> Instructions to follow: Reproduce word for word every line of the records from the line containing "Game engine object recognition — detect young" through the end of the records, including both ends.

> Entries:
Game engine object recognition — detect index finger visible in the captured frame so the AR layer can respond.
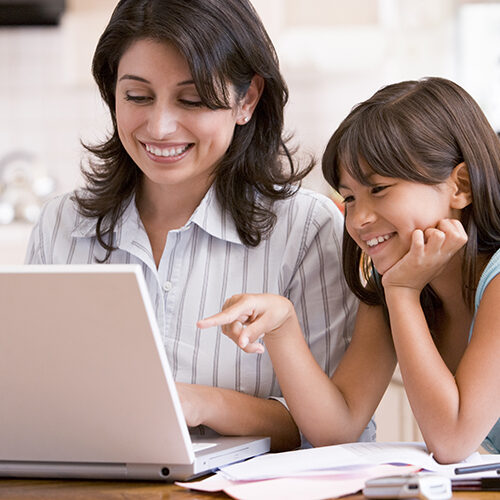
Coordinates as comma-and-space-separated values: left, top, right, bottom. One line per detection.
196, 304, 250, 329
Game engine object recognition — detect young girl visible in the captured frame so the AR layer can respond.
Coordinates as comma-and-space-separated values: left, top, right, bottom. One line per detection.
199, 78, 500, 462
27, 0, 357, 450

> Written solution:
Game engine object recognition — detect young girl visible in the captured frame so the AR layer can respond.
Coordinates as comma-and-space-separated values: left, top, right, bottom. One line per detection.
199, 78, 500, 462
27, 0, 357, 450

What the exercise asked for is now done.